Apply what you read
1) Do the following statements agree with the chinook salmon article? Answer yes or no for each, and quote the deciding words of the article.
(a) The Buck Creek hatchery releases up to 10,000 coho fry into the Upper Bulkley River each year.
(b) Upper Bulkley chinook spawn in the spring.
(c) DFO suspended the broodstock program starting in 2024.
2) Carry on the chinook salmon article from its last sentence.

Passage
*** Block opens ***

Kings of the Upper Buckley River

By Marjorie Lieuwen, Conservation Science Coordination, Northern BC

August 2024

You are likely most familiar with the coho salmon conservation efforts of A Rocha’s Northern BC project, the Buck Creek Hatchery and Nature Centre. We operate a small coho salmon hatchery, raising up to 10,000 coho fry and releasing them into the Upper Bulkley River each year. We have also been supporting chinook salmon conservation. Known as “king” salmon, chinook are the largest of the salmon species, weighing up to 57 pounds!

Upper Bulkley chinook migrate up the Skeena and Bulkley rivers in the spring and then wait in the Upper Bulkley until late August to spawn. While this means they bypass the recreational fishing season in the Skeena, they must sometimes endure prolonged periods of warm water temperatures in the Upper Bulkley.

Over the past number of years we’ve assisted Toboggan Creek Hatchery with capturing chinook adults for their broodstock program which has been running since the late 1980s in partnership with the Department of Fisheries and Oceans (DFO). Despite releasing between 20,000 and 50,000 chinook smolts into the Upper Bulkley each year, the return of adults does not appear to have improved. Estimates are in the few hundreds, whereas historically there would have been a few thousand.

However, population estimates through stock assessment have been limited because broodstock capture is such a huge effort. Capture also puts additional stress on the fish who are already struggling through warm water temperatures. Therefore DFO made the decision to suspend the broodstock program starting in 2024, and to begin trialing new assessment techniques.

*** Block closes ***

Given information

*** Block opens ***

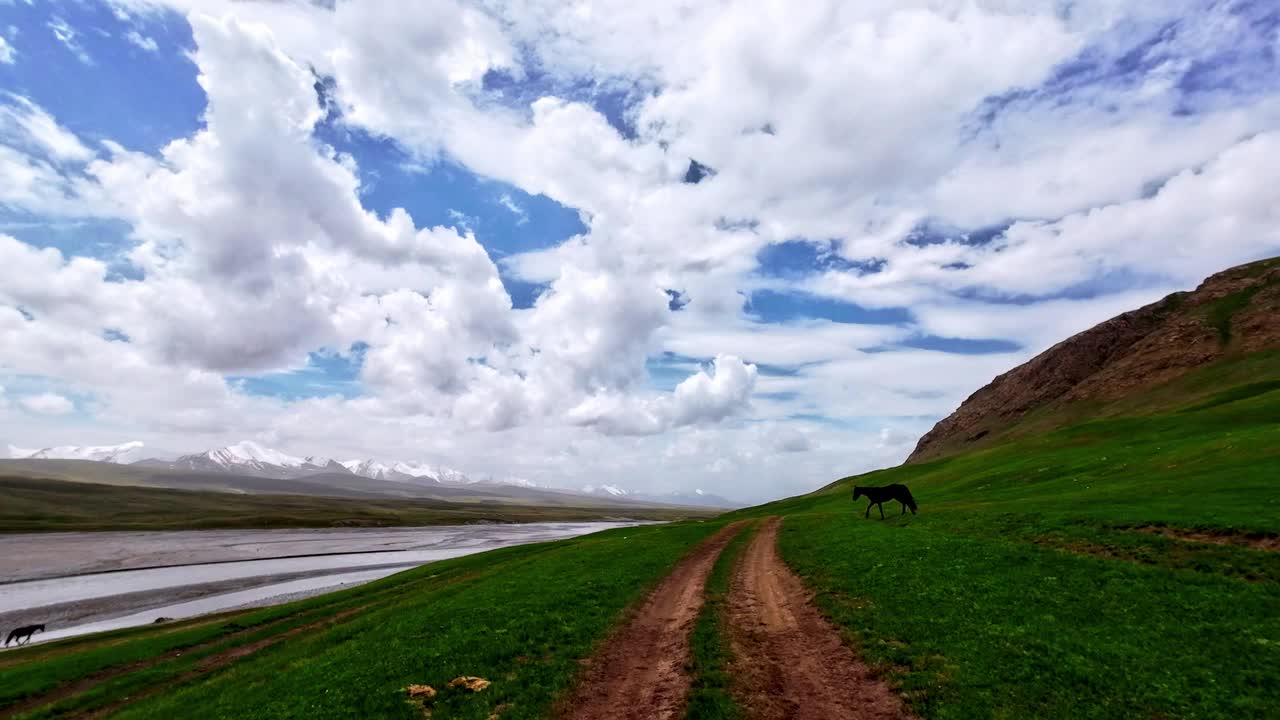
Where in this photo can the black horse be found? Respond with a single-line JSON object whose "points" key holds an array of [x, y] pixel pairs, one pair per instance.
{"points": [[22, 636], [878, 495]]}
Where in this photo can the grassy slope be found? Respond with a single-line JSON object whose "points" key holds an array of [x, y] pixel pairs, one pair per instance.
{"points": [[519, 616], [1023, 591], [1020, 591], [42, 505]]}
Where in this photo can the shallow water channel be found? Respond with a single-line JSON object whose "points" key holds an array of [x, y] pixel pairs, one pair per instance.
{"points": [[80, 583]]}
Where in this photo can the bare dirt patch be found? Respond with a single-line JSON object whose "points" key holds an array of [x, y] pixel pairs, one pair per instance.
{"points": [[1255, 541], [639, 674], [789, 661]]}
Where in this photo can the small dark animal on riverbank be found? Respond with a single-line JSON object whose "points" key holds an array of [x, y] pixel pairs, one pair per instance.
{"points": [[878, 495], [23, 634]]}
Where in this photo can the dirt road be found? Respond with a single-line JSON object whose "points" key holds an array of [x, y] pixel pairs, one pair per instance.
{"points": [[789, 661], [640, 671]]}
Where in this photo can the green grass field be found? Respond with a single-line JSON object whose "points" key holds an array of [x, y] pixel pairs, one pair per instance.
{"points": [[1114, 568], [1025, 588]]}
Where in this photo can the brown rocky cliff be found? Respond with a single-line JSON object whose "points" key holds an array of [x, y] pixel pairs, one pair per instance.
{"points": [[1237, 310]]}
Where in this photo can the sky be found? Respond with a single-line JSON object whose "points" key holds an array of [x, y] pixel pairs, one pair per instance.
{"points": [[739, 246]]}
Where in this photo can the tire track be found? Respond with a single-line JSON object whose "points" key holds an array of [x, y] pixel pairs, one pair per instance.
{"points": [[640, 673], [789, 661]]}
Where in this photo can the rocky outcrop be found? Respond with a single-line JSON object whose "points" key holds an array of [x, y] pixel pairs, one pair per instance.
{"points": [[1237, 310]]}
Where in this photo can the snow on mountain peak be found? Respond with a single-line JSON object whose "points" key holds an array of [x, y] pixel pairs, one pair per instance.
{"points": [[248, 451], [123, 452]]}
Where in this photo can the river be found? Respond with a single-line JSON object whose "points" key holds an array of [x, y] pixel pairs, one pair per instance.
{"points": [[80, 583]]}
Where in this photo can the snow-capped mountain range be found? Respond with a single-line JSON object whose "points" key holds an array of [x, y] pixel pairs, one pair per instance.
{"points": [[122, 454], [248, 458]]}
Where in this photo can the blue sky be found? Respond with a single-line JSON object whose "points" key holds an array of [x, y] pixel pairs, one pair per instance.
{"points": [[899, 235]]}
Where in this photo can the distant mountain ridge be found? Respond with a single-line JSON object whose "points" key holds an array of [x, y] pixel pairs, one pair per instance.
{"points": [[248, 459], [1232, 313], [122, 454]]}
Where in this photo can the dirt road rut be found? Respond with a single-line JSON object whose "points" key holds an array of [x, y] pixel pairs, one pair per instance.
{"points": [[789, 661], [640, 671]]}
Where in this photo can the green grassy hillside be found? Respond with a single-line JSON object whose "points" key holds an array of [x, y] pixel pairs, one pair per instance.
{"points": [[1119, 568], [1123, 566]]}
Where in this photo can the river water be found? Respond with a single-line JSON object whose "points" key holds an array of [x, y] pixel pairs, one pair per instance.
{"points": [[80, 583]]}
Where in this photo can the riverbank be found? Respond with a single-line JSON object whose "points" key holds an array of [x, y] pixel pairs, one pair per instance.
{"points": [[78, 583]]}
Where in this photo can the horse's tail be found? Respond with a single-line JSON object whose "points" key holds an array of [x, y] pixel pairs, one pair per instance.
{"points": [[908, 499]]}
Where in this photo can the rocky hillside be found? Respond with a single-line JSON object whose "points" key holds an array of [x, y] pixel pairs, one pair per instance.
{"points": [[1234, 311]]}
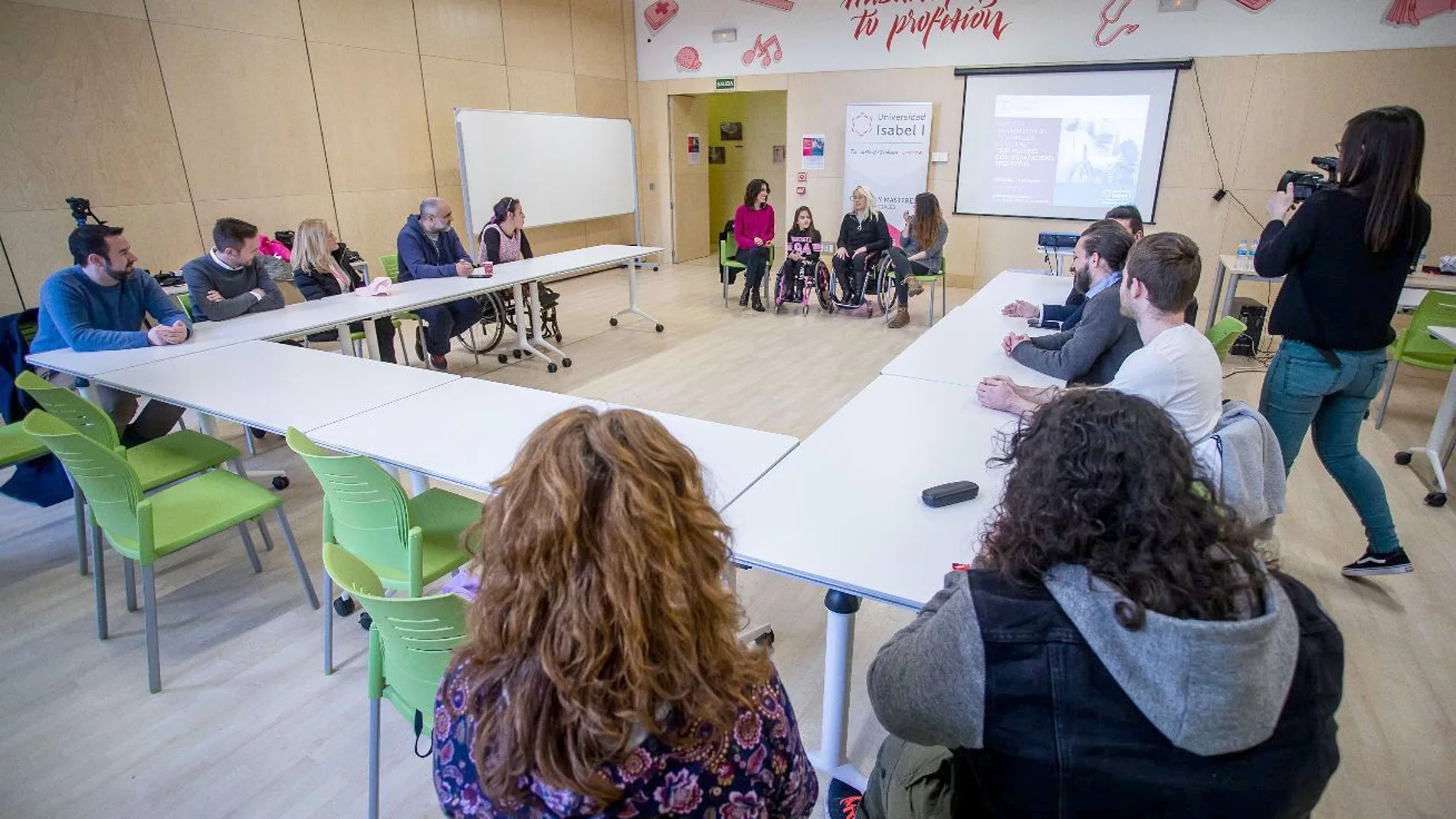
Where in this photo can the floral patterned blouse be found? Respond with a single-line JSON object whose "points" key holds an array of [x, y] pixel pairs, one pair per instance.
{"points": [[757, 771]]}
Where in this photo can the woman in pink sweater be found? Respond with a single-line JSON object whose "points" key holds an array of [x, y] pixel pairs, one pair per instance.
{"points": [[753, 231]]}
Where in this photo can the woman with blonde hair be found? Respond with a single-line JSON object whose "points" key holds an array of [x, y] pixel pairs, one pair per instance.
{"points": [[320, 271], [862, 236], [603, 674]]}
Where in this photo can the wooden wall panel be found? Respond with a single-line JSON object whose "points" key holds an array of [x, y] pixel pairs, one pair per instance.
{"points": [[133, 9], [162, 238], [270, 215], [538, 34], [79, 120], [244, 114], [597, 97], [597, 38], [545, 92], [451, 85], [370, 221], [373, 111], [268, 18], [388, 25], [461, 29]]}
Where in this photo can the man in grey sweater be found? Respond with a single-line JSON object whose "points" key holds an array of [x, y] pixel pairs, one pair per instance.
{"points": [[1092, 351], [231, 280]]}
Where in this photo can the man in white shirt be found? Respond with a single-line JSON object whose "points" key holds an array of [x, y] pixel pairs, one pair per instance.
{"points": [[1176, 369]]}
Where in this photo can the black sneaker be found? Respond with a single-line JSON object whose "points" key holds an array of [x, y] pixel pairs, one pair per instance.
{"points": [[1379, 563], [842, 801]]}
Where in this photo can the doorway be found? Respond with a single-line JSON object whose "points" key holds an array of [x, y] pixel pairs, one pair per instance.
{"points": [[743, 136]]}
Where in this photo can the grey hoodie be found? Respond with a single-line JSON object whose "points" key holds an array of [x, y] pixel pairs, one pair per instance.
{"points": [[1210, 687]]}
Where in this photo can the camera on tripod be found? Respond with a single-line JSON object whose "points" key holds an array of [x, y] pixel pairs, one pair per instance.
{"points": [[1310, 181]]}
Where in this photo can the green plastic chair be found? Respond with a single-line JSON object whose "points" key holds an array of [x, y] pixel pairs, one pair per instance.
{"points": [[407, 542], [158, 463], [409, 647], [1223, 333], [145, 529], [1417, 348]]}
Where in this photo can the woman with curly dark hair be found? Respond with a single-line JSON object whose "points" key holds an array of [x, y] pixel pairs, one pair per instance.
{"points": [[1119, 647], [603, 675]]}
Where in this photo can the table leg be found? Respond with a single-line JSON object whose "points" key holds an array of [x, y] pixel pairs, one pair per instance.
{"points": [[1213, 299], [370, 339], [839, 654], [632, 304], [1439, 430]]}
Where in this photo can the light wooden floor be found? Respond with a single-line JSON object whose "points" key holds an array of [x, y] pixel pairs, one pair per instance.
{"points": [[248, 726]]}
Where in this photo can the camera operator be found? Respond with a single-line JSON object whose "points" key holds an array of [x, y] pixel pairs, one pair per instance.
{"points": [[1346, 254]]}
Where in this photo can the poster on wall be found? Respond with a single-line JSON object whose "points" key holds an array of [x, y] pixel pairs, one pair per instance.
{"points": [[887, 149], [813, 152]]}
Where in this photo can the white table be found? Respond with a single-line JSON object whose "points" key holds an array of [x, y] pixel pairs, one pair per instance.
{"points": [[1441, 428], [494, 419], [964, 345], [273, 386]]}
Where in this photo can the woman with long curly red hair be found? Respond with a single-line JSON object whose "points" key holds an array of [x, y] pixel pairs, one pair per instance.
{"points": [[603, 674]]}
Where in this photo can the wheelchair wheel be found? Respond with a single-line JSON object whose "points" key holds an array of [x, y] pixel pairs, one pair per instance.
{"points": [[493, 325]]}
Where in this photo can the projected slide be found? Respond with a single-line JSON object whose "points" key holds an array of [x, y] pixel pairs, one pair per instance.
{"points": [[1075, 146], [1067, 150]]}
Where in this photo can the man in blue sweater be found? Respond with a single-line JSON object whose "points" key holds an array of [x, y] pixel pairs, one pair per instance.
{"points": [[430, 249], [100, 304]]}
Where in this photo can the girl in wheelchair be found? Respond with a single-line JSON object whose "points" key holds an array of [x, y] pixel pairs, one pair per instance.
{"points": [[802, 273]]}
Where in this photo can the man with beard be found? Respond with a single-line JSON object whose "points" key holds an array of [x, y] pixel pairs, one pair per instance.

*** Block closes ***

Results by task
1)
(a) Yes: "raising up to 10,000 coho fry and releasing them into the Upper Bulkley River each year"
(b) No: "wait in the Upper Bulkley until late August to spawn"
(c) Yes: "DFO made the decision to suspend the broodstock program starting in 2024"

2)
A Rocha is partnering with DFO on this project to perform field work. In 2024 this is taking the shape of a trial “dead pitch” program. We are walking, floating and snorkeling the river to find the chinook. We’re aiming to find out where they’re spawning, and then search for the carcasses afterward to take length measurements, determine male/female and hatchery/wild and then collect the head and a DNA sample. The peak time for this is in the last couple weeks of August and first couple weeks of September. Unfortunately we’ve found a few dead pre-spawn chinook, meaning they died before they could lay eggs. This is most likely due to heat stress.

DFO, A Rocha and the Skeena Fisheries Commision have also partnered to apply for funding for the next year of this project. This includes purchase of an ARIS (Adaptive Resolution Imaging Sonar). The plan is to have the ARIS installed in the river for spring to fall 2025 to detect any fish swimming by. This could help determine how many fish are migrating into the river and how many survive to spawn.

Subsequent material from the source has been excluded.